## BEGIN Supplied records
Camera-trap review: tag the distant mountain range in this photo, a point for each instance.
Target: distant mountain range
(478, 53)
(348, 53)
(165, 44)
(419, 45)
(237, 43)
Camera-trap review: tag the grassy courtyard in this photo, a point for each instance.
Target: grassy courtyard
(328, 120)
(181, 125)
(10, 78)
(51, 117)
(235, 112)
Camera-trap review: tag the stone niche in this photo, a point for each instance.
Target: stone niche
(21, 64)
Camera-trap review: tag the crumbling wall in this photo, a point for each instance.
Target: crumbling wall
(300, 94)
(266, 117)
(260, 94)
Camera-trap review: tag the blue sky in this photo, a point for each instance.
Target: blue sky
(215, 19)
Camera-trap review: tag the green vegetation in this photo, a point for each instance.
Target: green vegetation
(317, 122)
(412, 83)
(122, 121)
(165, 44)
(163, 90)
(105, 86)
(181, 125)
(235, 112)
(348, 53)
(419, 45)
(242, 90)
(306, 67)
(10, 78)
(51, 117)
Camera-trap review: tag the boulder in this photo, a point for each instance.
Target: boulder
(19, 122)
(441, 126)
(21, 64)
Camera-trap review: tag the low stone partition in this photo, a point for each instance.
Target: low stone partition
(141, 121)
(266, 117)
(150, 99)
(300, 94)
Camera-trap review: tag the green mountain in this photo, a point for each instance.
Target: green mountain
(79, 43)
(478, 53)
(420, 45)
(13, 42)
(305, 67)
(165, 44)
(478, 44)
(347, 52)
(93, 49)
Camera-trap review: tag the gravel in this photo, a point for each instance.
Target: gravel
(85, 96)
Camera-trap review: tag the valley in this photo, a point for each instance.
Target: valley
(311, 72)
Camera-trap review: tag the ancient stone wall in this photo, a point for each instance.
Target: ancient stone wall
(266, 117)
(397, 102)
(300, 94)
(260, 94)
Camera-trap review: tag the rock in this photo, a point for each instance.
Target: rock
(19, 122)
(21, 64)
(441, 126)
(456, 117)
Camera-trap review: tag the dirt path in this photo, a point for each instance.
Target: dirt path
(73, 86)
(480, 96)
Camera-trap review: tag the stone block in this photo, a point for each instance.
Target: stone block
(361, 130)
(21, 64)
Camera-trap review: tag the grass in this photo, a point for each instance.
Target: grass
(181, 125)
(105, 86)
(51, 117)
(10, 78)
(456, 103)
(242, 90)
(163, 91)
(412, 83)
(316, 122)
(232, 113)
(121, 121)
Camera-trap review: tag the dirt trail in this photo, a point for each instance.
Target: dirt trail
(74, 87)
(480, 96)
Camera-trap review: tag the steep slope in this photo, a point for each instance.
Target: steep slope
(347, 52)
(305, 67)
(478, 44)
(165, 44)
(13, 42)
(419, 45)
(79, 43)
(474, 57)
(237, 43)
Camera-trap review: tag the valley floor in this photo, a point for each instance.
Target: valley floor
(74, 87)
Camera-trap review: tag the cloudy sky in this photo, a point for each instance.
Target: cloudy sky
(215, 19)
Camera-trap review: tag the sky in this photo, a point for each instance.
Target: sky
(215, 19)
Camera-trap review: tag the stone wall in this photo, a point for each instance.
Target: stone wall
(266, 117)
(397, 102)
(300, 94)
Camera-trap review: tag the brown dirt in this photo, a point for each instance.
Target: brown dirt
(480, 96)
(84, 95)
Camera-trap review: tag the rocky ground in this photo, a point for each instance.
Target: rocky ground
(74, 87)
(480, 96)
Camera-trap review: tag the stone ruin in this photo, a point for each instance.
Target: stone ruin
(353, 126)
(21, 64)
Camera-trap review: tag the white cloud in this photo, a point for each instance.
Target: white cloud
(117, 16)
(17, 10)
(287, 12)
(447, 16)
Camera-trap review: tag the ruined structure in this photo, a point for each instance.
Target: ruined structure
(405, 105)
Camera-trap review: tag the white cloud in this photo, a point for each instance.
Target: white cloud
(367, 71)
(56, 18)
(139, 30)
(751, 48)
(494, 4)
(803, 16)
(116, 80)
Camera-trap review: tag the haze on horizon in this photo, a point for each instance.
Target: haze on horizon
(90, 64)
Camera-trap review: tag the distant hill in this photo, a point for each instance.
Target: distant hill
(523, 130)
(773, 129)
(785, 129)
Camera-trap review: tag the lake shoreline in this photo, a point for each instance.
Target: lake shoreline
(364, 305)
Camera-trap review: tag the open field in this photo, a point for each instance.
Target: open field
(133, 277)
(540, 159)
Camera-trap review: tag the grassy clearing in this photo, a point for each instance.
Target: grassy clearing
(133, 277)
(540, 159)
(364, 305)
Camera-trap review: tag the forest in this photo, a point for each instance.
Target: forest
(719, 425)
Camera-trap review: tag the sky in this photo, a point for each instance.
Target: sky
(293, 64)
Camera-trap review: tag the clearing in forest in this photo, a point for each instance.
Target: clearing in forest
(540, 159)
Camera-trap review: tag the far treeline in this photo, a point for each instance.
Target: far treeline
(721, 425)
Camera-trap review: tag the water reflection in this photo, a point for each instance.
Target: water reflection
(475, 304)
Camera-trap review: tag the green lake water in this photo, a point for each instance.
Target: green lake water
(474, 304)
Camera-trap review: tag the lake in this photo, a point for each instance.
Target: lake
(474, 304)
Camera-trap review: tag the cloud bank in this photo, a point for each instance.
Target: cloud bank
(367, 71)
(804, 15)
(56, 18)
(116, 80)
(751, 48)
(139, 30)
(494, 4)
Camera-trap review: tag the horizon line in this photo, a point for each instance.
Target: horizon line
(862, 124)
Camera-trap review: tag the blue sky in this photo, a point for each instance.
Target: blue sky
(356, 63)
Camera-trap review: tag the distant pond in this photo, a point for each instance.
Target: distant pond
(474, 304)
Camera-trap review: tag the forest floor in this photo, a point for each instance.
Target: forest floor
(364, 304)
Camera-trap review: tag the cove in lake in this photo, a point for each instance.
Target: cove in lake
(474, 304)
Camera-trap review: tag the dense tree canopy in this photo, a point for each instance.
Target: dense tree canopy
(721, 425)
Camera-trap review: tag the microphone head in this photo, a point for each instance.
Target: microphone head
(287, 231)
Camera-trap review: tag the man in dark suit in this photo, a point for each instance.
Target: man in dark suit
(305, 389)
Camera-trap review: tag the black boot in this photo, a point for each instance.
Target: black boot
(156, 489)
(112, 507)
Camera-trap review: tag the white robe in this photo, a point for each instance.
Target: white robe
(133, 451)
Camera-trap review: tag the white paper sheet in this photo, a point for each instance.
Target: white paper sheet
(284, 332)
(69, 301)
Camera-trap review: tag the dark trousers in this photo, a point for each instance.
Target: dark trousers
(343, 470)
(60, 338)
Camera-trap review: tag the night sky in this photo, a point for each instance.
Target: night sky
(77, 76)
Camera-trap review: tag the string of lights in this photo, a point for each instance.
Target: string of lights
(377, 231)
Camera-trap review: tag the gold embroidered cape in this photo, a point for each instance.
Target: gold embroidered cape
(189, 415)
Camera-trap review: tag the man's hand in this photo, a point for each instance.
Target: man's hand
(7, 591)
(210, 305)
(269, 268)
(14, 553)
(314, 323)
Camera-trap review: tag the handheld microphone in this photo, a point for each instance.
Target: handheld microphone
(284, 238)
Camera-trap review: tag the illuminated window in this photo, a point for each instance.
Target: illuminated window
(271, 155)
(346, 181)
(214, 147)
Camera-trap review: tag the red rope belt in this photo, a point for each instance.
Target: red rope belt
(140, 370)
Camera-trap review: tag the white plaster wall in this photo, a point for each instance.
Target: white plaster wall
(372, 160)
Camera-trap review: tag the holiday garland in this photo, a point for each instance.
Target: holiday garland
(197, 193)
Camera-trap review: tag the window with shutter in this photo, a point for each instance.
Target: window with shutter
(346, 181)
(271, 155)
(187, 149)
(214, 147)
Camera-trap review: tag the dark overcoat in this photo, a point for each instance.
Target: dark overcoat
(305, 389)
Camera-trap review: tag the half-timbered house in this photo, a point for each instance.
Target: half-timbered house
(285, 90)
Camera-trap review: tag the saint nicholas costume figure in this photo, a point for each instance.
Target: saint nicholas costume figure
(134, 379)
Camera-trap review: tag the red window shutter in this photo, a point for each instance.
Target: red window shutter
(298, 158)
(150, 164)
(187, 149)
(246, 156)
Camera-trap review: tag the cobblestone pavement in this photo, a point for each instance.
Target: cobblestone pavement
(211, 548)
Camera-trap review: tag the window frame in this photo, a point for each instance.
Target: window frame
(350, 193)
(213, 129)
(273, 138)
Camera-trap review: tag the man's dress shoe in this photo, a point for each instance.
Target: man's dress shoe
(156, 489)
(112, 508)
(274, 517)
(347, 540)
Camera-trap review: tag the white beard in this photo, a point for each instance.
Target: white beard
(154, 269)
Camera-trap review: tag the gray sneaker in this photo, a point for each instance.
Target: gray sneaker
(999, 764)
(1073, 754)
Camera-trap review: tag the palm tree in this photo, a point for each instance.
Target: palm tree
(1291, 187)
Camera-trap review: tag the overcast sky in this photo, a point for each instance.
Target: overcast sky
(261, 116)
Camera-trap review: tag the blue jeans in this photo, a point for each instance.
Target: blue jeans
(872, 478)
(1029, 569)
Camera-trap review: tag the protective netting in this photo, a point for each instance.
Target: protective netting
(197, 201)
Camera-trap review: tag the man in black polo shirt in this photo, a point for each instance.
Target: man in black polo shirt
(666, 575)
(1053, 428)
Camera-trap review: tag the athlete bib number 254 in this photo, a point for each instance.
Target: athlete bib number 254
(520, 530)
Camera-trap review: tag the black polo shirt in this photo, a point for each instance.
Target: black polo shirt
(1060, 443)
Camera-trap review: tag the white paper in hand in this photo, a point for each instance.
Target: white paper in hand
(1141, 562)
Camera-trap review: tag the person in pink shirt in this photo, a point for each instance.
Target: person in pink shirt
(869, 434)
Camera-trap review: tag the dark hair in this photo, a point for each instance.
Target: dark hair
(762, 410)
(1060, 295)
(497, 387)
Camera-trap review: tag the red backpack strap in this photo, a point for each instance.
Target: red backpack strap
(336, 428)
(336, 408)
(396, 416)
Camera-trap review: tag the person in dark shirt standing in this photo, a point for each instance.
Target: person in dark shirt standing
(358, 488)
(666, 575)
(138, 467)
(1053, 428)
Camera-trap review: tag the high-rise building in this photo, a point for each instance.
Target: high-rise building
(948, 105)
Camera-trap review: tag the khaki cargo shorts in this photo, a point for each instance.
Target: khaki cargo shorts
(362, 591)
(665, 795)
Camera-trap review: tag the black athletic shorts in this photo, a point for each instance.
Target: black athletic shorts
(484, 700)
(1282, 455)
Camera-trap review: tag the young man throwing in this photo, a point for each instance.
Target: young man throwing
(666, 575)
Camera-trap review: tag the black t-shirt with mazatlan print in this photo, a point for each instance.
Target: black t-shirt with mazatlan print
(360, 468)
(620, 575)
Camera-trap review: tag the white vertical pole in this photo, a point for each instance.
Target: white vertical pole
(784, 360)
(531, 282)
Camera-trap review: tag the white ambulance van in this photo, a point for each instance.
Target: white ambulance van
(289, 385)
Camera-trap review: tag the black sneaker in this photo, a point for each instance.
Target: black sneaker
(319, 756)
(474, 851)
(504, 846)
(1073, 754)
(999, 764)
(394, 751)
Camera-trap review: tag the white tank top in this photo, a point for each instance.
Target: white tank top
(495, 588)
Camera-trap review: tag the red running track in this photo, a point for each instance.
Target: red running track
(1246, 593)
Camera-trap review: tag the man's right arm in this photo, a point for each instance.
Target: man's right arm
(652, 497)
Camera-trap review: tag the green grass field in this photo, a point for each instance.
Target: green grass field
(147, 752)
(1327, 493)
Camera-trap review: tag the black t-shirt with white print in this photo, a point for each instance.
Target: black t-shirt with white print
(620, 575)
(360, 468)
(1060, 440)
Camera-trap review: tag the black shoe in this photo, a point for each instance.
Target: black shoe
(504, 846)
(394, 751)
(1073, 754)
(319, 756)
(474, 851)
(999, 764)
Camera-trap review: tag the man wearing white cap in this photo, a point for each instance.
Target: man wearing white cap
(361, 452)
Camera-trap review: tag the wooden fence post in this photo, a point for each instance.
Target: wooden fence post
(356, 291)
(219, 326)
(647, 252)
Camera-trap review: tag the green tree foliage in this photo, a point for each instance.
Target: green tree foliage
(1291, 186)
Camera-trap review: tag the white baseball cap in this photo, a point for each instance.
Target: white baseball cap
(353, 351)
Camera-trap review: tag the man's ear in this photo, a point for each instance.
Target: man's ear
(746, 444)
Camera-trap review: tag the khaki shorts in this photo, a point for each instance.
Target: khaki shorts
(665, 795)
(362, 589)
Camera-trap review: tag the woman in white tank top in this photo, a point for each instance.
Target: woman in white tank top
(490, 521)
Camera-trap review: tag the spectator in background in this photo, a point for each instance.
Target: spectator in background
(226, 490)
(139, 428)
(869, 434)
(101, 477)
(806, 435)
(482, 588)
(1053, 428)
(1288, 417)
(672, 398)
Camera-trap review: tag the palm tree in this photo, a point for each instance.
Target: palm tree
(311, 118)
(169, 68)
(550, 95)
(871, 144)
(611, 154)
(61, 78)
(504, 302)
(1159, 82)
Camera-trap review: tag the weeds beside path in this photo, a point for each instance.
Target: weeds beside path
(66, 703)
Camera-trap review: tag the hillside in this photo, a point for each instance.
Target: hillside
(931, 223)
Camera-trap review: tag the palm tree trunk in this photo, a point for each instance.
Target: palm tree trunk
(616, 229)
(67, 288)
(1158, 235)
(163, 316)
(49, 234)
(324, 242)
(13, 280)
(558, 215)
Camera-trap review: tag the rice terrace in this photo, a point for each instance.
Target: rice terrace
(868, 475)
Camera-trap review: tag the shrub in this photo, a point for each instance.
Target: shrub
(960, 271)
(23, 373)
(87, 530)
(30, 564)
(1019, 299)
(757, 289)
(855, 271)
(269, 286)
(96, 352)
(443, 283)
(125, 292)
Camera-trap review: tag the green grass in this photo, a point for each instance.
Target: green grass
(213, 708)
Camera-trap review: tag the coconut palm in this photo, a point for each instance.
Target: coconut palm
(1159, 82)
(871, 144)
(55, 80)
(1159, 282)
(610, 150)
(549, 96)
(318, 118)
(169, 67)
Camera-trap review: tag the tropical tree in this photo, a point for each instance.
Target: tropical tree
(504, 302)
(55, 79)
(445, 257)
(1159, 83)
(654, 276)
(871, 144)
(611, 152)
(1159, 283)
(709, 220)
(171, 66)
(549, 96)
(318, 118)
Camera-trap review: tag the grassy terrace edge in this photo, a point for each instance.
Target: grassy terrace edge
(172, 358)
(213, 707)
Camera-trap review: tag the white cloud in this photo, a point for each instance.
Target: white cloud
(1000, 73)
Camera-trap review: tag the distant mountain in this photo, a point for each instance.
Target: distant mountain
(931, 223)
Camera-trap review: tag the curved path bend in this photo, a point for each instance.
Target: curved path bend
## END Supplied records
## Work instructions
Extract, unchanged, the closing run of lines that opens with the line containing "Camera-trap review: tag the rice" and ends with the last line.

## The output
Camera-trap review: tag the rice terrace in this photo, a point for each instance.
Target: rice terrace
(868, 475)
Camera-trap review: tag the shrub in this photo, a point for each instance.
Target: shrub
(960, 271)
(23, 373)
(87, 530)
(30, 564)
(1019, 299)
(757, 289)
(855, 271)
(269, 286)
(96, 352)
(443, 283)
(125, 292)
Camera-trap review: tag the green grass in this photo, a point for each instance.
Target: green grass
(213, 708)
Camera-trap review: tag the coconut palm in this photo, a point for each instance.
Target: coconut palm
(1159, 82)
(871, 144)
(55, 80)
(1159, 282)
(610, 150)
(549, 96)
(318, 118)
(169, 67)
Camera-trap review: tag the tropical tree in this photo, a point for each instance.
Target: tropical tree
(504, 302)
(55, 79)
(445, 257)
(1159, 83)
(654, 276)
(871, 144)
(611, 152)
(1159, 283)
(709, 220)
(171, 66)
(549, 96)
(318, 118)
Camera-trap review: tag the grassy terrace edge in this photo, a point for each instance.
Target: grassy terrace edge
(172, 358)
(213, 707)
Camera-trap review: tag the white cloud in this photo, a point for each instance.
Target: white cloud
(1000, 73)
Camera-trap review: tag the distant mountain in this photo, a point for each instance.
Target: distant mountain
(931, 223)
Camera-trap review: tag the curved path bend in this photo, a point for each instance.
Target: curved path bend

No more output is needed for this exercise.